:: Problem to solve ::
How many lines in the listing below contain the word "duffel"? Give only the number.

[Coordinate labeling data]
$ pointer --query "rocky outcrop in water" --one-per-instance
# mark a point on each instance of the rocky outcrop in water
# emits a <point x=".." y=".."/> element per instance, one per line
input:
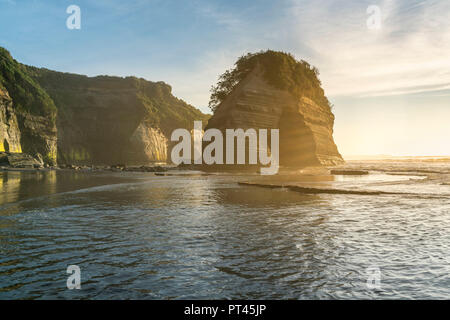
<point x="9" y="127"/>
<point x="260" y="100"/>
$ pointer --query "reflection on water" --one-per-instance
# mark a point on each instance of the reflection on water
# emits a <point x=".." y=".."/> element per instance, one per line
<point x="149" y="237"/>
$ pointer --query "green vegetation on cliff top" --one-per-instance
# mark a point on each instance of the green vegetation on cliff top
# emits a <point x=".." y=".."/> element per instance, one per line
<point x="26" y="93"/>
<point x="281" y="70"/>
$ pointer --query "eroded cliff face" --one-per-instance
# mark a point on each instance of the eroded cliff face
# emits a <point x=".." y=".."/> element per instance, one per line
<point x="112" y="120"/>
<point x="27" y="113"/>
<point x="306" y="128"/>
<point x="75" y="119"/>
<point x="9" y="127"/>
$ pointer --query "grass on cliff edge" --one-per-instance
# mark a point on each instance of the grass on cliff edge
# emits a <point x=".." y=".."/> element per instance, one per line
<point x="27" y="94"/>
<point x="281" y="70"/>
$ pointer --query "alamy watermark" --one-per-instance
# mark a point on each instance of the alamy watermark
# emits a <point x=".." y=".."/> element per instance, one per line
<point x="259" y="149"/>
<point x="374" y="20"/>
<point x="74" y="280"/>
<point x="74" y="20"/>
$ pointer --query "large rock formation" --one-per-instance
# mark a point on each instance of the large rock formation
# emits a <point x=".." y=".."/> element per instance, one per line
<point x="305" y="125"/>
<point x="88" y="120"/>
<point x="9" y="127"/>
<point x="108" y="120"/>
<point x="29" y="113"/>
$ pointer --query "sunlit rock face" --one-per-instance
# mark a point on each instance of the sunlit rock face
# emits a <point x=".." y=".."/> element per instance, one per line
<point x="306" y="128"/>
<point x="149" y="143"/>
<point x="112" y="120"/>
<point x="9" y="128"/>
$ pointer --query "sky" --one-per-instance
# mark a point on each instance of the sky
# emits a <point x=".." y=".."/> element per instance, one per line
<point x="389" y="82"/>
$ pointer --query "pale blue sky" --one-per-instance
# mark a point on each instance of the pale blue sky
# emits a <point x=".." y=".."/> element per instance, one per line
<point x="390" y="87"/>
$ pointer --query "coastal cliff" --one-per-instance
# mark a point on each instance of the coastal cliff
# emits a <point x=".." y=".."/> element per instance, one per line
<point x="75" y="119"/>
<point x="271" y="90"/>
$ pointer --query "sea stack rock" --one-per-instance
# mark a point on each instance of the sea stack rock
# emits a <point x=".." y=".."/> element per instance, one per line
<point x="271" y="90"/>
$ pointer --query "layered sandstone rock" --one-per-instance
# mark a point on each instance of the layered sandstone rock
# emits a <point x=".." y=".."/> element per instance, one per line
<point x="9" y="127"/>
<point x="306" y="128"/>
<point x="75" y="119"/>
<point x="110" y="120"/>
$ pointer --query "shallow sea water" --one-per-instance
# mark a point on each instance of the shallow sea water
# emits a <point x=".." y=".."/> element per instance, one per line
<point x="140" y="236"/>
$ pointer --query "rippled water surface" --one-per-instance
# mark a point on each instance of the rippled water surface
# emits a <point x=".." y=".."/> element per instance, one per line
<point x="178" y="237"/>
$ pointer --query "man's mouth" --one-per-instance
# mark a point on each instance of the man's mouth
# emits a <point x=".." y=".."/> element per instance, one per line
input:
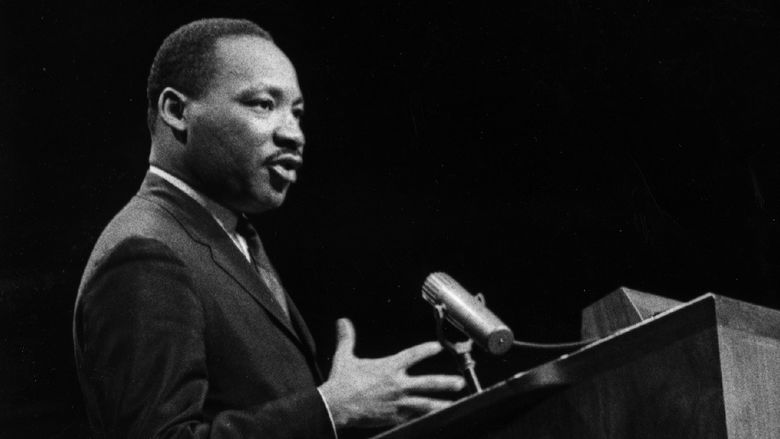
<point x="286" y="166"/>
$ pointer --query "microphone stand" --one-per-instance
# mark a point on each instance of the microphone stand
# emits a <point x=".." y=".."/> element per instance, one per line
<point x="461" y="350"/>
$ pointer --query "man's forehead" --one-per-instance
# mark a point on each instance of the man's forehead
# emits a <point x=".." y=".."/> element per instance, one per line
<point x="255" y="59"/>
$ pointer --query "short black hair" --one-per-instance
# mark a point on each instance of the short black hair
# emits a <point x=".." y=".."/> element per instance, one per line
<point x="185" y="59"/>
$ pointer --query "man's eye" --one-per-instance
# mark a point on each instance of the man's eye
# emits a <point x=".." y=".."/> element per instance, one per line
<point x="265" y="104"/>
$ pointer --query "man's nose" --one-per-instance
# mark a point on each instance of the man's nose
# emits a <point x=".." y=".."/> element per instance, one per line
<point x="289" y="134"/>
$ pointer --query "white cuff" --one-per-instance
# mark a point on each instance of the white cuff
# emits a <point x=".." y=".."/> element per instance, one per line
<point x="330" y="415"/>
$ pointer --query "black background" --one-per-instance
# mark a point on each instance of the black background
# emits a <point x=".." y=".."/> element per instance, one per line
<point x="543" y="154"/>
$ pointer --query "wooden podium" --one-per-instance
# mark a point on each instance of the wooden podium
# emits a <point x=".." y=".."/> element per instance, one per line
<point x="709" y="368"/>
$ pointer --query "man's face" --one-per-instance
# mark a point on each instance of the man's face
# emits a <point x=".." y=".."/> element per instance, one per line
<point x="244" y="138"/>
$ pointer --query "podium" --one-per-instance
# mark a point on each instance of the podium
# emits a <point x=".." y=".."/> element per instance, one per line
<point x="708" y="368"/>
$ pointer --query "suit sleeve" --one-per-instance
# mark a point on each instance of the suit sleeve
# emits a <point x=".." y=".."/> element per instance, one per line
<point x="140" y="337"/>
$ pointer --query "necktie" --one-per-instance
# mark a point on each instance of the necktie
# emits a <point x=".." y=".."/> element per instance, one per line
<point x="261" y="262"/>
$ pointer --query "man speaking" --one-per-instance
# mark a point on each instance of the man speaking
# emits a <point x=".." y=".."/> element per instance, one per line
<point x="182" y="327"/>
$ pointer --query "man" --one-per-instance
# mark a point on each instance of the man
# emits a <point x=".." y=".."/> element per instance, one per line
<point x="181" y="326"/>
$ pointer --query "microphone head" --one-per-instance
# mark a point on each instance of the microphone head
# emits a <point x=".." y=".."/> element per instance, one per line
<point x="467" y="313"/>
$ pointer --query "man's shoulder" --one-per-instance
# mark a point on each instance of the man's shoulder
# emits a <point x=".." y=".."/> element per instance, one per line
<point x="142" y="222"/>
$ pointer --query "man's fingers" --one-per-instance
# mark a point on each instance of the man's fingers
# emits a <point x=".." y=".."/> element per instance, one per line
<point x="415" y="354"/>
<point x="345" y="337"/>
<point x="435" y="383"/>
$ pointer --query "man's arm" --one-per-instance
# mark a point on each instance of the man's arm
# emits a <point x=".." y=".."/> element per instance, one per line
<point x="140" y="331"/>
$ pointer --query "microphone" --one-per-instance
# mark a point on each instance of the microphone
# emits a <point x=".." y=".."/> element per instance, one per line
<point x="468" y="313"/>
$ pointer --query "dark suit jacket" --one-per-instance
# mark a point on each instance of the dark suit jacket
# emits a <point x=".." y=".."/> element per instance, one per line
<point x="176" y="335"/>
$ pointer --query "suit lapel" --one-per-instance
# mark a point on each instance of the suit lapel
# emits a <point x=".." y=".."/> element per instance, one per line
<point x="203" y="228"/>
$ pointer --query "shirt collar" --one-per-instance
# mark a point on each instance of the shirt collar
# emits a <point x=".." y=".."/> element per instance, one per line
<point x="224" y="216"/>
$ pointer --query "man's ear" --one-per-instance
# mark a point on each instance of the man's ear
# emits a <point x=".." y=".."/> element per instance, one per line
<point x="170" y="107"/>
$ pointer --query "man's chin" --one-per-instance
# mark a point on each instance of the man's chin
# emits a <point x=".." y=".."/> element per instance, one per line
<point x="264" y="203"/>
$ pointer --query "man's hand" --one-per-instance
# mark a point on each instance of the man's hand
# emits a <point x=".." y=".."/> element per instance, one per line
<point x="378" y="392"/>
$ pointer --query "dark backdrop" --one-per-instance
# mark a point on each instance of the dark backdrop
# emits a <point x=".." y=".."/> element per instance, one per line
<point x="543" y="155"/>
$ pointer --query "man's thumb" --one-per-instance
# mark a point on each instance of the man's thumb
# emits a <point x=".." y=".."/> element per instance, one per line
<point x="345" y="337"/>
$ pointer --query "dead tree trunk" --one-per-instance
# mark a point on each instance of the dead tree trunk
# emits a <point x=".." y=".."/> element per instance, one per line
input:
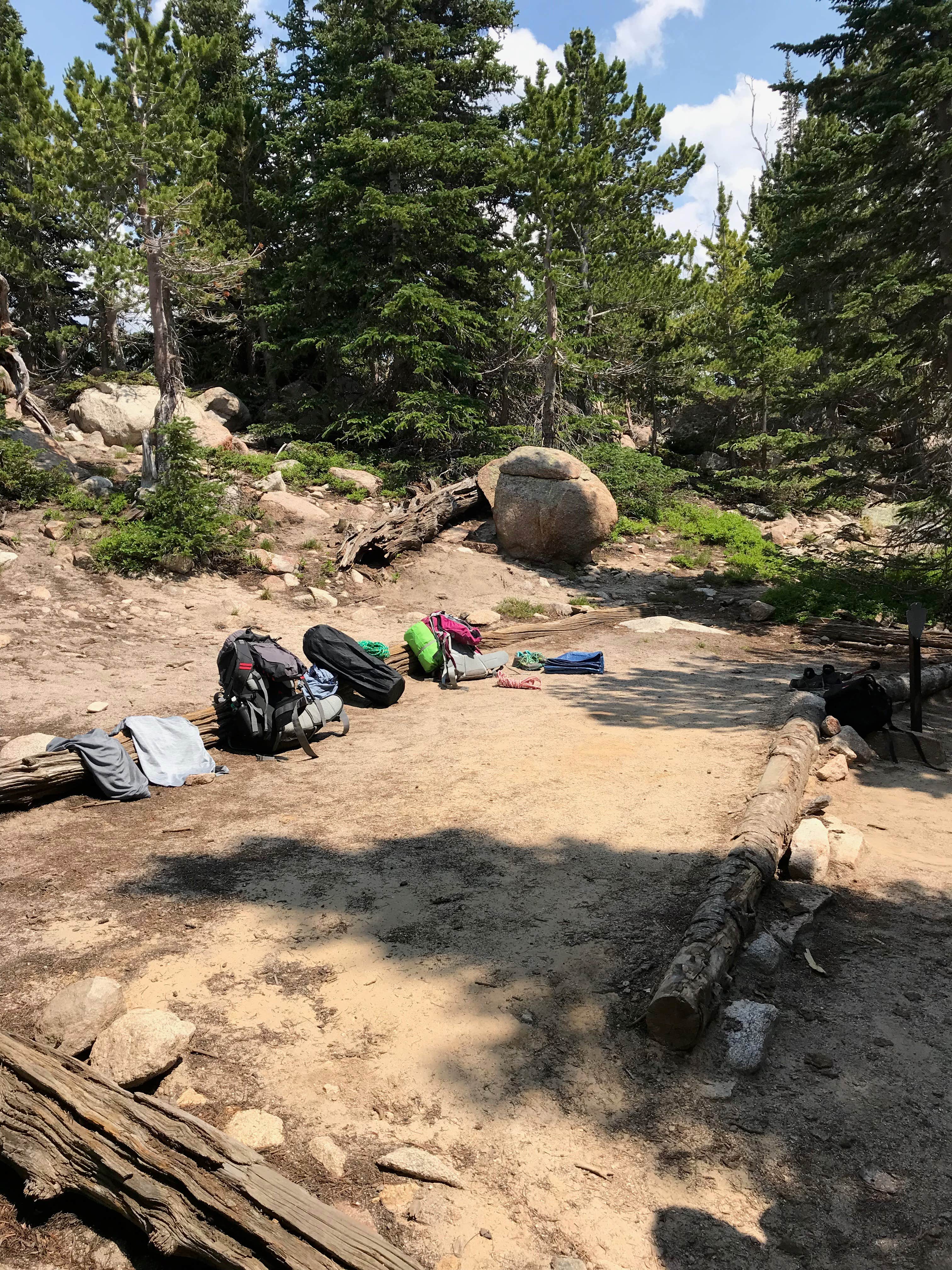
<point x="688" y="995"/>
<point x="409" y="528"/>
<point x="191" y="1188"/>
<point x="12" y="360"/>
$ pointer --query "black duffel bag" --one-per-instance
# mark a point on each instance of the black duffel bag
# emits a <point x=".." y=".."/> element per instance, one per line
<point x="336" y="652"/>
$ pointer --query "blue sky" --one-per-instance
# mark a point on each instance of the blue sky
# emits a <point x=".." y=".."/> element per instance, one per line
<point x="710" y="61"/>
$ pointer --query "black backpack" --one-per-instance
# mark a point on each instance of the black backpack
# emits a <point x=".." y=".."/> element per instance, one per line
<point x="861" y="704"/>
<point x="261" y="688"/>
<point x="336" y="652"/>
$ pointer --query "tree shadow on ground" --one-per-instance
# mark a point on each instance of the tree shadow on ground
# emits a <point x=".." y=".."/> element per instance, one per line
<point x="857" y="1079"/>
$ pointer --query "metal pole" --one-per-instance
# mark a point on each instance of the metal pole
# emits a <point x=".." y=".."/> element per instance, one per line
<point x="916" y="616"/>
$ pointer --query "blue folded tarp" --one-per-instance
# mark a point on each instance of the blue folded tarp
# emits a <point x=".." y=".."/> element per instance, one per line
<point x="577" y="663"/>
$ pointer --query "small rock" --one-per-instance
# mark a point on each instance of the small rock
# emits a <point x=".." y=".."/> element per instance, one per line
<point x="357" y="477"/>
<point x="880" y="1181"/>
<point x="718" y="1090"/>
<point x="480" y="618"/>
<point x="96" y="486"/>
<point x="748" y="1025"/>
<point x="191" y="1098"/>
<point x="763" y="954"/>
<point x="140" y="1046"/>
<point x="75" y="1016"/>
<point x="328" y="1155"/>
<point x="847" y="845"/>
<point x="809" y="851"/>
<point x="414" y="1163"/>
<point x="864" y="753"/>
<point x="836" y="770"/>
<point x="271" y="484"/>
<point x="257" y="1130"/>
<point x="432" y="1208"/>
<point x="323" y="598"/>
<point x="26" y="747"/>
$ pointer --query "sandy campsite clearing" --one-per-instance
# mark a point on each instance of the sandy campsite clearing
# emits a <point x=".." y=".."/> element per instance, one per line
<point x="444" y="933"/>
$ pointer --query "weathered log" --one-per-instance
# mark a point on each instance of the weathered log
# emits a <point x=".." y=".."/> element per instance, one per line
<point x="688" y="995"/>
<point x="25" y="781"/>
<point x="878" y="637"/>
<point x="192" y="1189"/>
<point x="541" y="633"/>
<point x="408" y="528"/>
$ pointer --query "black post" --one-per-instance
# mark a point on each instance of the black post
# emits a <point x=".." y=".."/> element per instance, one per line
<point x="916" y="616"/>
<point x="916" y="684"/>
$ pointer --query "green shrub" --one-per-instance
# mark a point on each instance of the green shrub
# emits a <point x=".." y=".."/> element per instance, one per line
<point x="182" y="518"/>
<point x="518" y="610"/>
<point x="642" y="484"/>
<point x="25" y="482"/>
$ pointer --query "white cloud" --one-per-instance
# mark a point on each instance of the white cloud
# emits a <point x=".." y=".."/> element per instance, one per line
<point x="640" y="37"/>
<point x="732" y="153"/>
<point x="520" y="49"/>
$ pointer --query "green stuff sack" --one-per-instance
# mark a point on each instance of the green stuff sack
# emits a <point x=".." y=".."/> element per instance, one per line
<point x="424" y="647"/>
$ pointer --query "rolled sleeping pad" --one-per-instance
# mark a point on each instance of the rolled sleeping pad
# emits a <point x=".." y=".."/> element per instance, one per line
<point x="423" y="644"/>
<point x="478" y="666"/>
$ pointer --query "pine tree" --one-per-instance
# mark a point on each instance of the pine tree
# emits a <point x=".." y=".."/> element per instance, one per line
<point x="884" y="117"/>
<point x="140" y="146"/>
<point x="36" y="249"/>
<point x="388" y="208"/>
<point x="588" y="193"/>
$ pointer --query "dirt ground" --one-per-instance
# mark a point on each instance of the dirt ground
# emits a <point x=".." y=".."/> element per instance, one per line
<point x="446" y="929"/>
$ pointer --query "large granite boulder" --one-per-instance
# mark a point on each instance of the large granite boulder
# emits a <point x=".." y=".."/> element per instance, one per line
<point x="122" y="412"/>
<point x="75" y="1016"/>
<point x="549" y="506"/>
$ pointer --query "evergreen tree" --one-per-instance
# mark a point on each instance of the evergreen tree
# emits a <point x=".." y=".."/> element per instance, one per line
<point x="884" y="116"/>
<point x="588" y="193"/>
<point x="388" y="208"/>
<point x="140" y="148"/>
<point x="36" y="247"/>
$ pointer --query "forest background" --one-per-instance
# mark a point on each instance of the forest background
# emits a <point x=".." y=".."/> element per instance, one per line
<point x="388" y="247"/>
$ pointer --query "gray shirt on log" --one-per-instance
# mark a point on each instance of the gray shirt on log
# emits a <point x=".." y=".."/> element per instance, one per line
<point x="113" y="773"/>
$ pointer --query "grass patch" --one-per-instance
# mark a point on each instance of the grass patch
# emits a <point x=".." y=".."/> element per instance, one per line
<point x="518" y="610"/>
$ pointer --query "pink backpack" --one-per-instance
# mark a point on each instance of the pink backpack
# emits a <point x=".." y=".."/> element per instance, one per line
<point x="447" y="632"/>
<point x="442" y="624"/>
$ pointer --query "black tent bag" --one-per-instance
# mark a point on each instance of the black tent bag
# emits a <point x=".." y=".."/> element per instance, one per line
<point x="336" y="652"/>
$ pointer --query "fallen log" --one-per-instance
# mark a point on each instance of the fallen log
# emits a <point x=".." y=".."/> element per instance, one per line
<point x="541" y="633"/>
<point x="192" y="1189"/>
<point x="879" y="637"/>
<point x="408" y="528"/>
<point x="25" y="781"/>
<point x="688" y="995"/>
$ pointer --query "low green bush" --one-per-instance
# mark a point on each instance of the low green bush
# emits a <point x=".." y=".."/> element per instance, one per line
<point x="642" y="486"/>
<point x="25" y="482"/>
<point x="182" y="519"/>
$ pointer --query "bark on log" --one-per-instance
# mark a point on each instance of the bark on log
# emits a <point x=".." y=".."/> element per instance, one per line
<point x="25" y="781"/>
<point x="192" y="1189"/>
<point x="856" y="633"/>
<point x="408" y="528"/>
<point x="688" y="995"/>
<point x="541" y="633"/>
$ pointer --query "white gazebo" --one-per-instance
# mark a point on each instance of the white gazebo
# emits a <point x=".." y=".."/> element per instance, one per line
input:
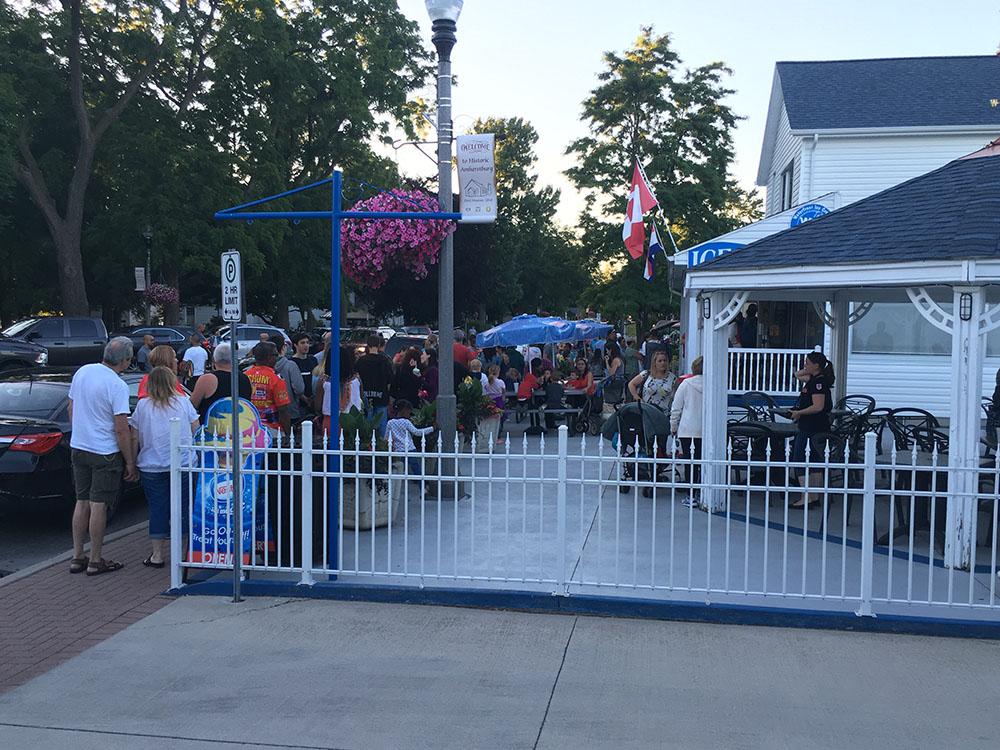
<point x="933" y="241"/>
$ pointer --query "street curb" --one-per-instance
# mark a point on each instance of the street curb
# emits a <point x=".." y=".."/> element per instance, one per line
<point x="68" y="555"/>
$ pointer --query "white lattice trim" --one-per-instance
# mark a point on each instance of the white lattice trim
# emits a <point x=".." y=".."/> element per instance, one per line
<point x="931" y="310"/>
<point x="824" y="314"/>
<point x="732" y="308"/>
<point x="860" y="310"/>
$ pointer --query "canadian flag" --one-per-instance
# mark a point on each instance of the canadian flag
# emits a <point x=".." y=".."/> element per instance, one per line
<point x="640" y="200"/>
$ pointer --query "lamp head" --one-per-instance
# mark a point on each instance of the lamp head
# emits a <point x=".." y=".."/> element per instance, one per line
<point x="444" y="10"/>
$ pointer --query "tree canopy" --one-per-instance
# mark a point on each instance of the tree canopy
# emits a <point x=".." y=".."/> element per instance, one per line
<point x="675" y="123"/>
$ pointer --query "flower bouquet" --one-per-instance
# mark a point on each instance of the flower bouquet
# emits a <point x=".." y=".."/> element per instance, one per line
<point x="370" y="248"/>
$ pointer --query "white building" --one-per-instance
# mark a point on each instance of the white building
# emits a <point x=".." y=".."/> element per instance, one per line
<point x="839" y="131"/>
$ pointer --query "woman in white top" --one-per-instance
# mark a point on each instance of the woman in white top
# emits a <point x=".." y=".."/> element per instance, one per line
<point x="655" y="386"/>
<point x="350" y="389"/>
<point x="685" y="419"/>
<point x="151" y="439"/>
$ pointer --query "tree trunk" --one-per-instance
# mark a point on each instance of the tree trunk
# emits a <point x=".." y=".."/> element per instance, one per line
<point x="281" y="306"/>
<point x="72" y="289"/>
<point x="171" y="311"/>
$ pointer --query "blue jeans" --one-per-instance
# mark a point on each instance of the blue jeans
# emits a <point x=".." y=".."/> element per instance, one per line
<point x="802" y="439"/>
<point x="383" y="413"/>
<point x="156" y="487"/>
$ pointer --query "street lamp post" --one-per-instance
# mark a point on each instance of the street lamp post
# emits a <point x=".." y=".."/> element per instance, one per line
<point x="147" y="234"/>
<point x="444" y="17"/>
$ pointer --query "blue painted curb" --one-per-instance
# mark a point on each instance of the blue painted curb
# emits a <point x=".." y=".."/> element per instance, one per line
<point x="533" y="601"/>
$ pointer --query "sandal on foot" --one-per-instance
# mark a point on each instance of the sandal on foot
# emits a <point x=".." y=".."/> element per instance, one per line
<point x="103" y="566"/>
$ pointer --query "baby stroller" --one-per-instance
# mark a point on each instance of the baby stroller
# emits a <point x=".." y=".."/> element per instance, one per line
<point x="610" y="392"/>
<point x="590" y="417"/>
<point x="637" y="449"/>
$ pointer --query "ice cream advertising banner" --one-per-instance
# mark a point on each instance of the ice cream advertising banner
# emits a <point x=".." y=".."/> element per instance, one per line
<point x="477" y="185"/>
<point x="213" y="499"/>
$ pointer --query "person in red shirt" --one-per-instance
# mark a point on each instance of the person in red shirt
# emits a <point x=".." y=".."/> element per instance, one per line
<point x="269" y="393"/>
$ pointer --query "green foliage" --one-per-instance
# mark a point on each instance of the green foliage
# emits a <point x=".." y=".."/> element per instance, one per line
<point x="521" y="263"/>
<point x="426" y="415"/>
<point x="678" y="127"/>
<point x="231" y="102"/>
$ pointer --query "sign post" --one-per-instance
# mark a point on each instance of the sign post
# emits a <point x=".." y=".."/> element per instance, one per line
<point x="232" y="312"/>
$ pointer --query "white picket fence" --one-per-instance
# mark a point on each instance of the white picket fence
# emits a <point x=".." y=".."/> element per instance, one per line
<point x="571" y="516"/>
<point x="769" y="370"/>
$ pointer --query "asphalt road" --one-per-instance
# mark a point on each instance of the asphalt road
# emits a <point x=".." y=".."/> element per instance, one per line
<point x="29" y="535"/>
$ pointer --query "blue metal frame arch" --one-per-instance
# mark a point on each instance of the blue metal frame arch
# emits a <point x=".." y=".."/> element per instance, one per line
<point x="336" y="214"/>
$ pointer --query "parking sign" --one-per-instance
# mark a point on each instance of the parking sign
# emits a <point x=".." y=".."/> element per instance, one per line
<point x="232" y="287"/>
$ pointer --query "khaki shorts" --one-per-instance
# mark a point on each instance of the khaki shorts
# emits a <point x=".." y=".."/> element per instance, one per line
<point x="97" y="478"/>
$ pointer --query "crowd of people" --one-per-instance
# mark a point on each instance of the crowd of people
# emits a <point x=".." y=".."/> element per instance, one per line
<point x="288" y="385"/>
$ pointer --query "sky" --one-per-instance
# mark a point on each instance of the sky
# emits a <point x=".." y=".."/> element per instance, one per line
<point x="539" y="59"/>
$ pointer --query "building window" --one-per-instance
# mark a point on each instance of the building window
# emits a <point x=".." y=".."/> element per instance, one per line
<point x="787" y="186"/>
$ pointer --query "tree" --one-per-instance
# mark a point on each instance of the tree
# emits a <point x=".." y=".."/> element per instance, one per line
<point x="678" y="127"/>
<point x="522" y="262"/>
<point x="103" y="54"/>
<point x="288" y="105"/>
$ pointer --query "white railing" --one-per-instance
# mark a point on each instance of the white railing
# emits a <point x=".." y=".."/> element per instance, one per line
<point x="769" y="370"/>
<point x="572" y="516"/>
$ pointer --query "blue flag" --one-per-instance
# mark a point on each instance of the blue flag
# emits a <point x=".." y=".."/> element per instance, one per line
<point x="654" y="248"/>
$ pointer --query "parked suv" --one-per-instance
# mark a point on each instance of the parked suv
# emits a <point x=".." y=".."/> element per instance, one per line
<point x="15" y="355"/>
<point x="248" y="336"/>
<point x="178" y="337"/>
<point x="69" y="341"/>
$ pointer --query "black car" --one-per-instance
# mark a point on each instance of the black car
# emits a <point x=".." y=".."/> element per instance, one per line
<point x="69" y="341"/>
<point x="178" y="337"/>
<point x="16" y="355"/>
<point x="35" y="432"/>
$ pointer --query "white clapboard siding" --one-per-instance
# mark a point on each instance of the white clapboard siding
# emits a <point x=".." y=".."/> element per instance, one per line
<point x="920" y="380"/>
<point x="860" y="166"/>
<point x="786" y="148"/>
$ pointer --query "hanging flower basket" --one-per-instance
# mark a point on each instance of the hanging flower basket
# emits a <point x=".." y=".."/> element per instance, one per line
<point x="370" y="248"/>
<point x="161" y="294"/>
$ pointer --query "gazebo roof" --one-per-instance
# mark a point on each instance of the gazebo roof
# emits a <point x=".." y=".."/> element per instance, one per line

:: Worked answer ::
2